**Text section**
BEGIN
Dragonfly wings inspire antibacterial medical implants

Scientists are seeking inspiration from plants and animals to create medical implants with antibacterial surfaces. The wings of insects and other natural surfaces have evolved the ability to kill bacteria on contact, and the experts hope these remarkable features can translate into healthcare materials.

In a new study from AIP Publishing, an interdisciplinary team of researchers has turned its attention to surfaces like dragonfly wings and lotus leaves that have natural antibacterial properties to optimize medical implants.

“Objects in nature have such unique features, like spikes sharper than a bacterium, which give them the power of disturbing and killing a bacterium, making them antibacterial,” said study co-author Saurav Goel of London South Bank University. “We can make these features with our ultraprecision engineering instruments.”

Many studies have identified various mechanisms by which natural surfaces kill bacteria, including chemical reactions, the roughness of the surface, or the ability of bacteria to rest on the surface. However, the commercial exploitation of these discoveries has been virtually nonexistent. 

According to the researchers, the lack of real-world application is partially due to the need for suitable manufacturing techniques that can produce these nature-inspired features with controlled accuracy on a large scale. Goel describes this as one of the major puzzles faced by 21st-century applied physics.

The experts are developing a new laser-based technique that can modify the surface properties of a material by manufacturing the desired features in a freeform manner based on 3D computer models.

Once the new technique is fully developed and refined, the researchers plan to create a prototype of an implant with an antibacterial surface.

“The end goal is a prosthesis that I can implant with clinical evidence that it kills bacteria and reduces the infection rate,” said study co-author Oliver Pearce of Milton Keynes University Hospital in Buckinghamshire, England.

The vast majority of infections associated with implants are caused by staphylococci and streptococci. Eradicating their effect would reduce infections by up to 90 percent, according to the study authors. The technology would be applicable to prosthetics in all parts of the body.

“It’s simplistic to have an advanced surface that kills bacteria and to say that the infection problem is eradicated,” said Pearce. “It won’t eliminate all infections, but in my mind, it will make the rate significantly lower.”

The study is published in the journal Applied Physics Reviews.
END
**Problem details**
Please print the part of the implant article from "According to the researchers, the" up to and including "21st-century applied physics.", word for word. You won't need the lines that come next.

**Study material**
BEGIN
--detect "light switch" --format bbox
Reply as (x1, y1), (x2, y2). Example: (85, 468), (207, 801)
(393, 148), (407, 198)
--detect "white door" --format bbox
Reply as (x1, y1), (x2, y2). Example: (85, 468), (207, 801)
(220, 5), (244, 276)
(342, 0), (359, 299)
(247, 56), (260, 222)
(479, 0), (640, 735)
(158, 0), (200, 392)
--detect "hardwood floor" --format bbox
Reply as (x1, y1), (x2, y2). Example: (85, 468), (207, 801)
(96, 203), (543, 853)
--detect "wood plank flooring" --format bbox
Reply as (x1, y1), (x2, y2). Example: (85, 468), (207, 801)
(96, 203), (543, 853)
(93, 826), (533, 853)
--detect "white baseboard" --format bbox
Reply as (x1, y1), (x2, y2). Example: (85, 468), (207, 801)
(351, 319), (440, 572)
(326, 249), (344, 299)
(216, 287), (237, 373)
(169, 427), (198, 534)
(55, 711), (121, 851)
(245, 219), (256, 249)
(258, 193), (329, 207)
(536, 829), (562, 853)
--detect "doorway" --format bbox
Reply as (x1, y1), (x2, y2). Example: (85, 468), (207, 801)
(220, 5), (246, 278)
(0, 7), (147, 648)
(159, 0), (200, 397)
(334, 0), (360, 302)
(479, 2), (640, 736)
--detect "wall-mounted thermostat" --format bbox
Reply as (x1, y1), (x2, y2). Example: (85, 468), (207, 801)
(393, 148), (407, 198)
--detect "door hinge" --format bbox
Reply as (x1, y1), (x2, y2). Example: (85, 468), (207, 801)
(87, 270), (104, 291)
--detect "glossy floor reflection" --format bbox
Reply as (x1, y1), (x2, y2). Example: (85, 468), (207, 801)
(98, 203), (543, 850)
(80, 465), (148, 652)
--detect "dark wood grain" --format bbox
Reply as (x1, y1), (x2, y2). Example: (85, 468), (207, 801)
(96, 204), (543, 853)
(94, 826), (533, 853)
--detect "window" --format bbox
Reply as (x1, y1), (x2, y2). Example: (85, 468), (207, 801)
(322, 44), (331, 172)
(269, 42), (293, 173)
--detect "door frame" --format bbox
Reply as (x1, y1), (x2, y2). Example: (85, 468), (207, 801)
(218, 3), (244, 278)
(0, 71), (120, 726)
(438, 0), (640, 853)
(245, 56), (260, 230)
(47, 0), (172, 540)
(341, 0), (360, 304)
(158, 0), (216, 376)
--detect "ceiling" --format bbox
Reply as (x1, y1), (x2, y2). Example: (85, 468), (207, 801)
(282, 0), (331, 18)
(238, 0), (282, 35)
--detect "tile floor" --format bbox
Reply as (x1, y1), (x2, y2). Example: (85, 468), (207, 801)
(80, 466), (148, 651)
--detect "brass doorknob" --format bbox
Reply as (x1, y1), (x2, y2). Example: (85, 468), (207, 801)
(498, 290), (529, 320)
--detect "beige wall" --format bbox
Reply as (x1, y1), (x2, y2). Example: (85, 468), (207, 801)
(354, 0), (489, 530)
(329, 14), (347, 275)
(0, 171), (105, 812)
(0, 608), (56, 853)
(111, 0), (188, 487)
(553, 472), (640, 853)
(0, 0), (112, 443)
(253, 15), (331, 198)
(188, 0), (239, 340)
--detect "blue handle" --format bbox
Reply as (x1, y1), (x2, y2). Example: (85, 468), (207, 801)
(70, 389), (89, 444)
END
**Expected answer**
According to the researchers, the lack of real-world application is partially due to the need for suitable manufacturing techniques that can produce these nature-inspired features with controlled accuracy on a large scale. Goel describes this as one of the major puzzles faced by 21st-century applied physics.